[Start of Provided material]
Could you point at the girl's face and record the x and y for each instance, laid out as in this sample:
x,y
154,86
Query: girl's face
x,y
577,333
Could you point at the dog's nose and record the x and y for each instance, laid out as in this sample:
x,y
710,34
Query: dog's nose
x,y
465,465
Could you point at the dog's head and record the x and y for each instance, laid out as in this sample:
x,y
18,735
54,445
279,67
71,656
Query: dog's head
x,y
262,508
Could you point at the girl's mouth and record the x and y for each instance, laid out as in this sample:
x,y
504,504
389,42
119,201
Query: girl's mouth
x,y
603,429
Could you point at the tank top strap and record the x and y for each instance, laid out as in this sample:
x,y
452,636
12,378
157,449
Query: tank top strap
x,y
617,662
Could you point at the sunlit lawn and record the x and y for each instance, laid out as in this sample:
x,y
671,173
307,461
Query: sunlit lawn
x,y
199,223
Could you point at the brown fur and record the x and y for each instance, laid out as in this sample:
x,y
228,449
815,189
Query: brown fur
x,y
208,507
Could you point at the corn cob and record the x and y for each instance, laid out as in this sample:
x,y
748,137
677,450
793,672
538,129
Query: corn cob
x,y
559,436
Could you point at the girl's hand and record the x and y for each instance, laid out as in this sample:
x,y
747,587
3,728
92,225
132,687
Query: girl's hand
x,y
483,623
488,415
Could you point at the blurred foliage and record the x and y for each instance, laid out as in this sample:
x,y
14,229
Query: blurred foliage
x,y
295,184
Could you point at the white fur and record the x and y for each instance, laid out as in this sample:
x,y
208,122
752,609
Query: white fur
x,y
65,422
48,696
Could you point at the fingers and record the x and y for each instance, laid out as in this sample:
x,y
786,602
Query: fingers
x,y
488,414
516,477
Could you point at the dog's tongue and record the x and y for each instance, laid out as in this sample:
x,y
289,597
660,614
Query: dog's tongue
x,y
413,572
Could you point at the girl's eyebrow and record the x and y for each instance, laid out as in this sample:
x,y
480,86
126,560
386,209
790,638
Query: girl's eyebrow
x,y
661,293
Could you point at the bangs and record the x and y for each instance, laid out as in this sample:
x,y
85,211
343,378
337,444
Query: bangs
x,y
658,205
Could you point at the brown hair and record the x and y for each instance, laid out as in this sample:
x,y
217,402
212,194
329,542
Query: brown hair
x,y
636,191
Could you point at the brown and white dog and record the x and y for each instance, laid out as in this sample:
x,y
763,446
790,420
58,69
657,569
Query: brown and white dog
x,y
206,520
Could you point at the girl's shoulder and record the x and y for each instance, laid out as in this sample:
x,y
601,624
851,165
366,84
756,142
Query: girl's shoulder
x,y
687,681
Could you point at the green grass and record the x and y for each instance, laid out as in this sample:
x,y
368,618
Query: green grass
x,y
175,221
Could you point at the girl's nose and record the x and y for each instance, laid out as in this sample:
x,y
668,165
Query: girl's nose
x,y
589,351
[End of Provided material]
_Work to complete_
Write out only what runs from the line holding "Could you point at the brown and" through the last line of the records, exactly as shown.

_Correct result_
Could you point at the brown and white dog and record the x and y for each instance, laid out as in this sample:
x,y
763,446
790,420
58,69
657,569
Query: brown and white dog
x,y
206,520
Could you point at the girl's shoulder and record the x and y for each instance, laid out as in this sample:
x,y
601,624
851,165
366,84
756,142
Query: girl's shoulder
x,y
687,681
Could you point at the green grass and record the x and y for each instance, laid out as in this sample:
x,y
368,618
Query: green grass
x,y
175,221
Could you point at the girl's nose and record the x and y for each instance, laid out as in this sample:
x,y
668,165
Query: girl's nose
x,y
589,351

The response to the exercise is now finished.